If you haven’t already read my last post, you need to go to: I’ve Got It! and if you haven’t read Dave Kurlan’s last post, you need to go to: More Death, because this post is the promised follow up and response.
The world is just a series of opportunities and coincidences, and this is both. I was lucky enough to attend Jim Huston‘s Three Day Brainstorming Session in Portsmouth, NH last Thursday-Saturday. We toured two very successful landscaping companies. We spent many hours in open forum, brainstorming discussions where no topic was off limits and everbody (20+ landscaping company owners) shared openly. A few experts were asked to speak and one happened to be Jeff Carowitz, a nationally known marketing guru for the green industry. Jeff fielded the question (not from me), “What’s the difference between marketing and sales?” He replied that marketing typically deals with a 3-5 year plan. Sales deals with right now. He told the story of the owner that called to say, “I’m near bankruptcy. I need a marketing plan.” Jeff’s thought, “No thanks!” and wouldn’t help. My thought was, “Go sell something.” Later, Jeff added that Sales is a part of Marketing. He also fielded questions on Public Relations, Advertising, Promotions, etc. and pointed out that each was a part of Marketing. I expect that Jeff and I will be interacting in the future and anticipate that it will be fun and productive.
One of the site tours included presentations by the landscape “designers”. Allison commented that Amelia had already met her entire 2006 sales quota in July. Amelia commented that Allison’s designs were excellent! Great detail. Perfectly to scale. Etc. Allison went to landscape design school. Amelia was a Mary Kay “Pink Cadillac” lady for 10 years. Allison wants to get to the design. Amelia does the design if she has to. Get it? How important is sales ability here? Both designers benefit from the same marketing program.
I talked with several owners during the weekend. One said that they closed 20-25% of their proposals, another said 65%. The rest were in between. Incidentally, we’re talking about proposals that take anywhere from 2 hours to 2 weeks to put together before the chase begins. Do you think the difference in closing rates is due to a difference in marketing ability or sales ability?
Some of you may know that I worked in the energy conservation industry from 1990 to 1994. A government facility put a project out to bid. Three companies responded (including our crack VP Engineering and his team of engineers). None were selected. The facility re-bid the project. I led the team. My ability to ask the right questions and develop SOB made it so that everybody was listening to us more than the competion. The difference: $1.4 million. That’s only one story. I’ve got a million of them. How about 3 years, 100’s of competitors, blank slate RFQ and RFP, dozen’s of sub-contractor’s help leading up to Governor Weld’s signature on our contract and $4.2 million? All due to our marketing program? Yeah right!

Provided material:
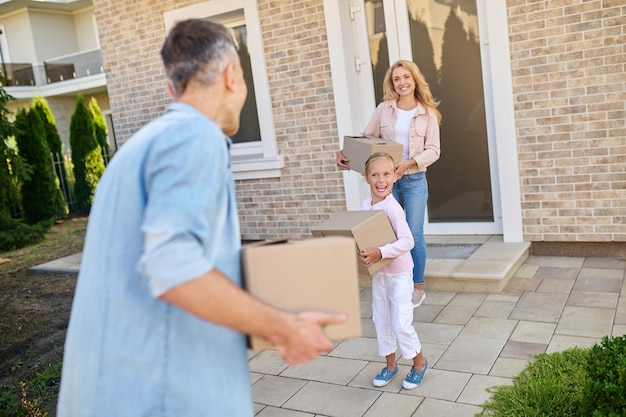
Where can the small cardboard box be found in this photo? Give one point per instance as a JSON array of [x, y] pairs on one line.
[[311, 274], [358, 148], [368, 228]]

Work to complete:
- 1) In the blog post, how would you say "We toured two very successful landscaping companies." in Spanish?
- 2) Rewrite the blog post from "I talked with" to "or sales ability?", putting "bids" in place of "proposals".

Answers given:
- 1) Recorrimos dos empresas de paisajismo muy exitosas.

- 2)
I talked with several owners during the weekend. One said that they closed 20-25% of their bids, another said 65%. The rest were in between. Incidentally, we’re talking about bids that take anywhere from 2 hours to 2 weeks to put together before the chase begins. Do you think the difference in closing rates is due to a difference in marketing ability or sales ability?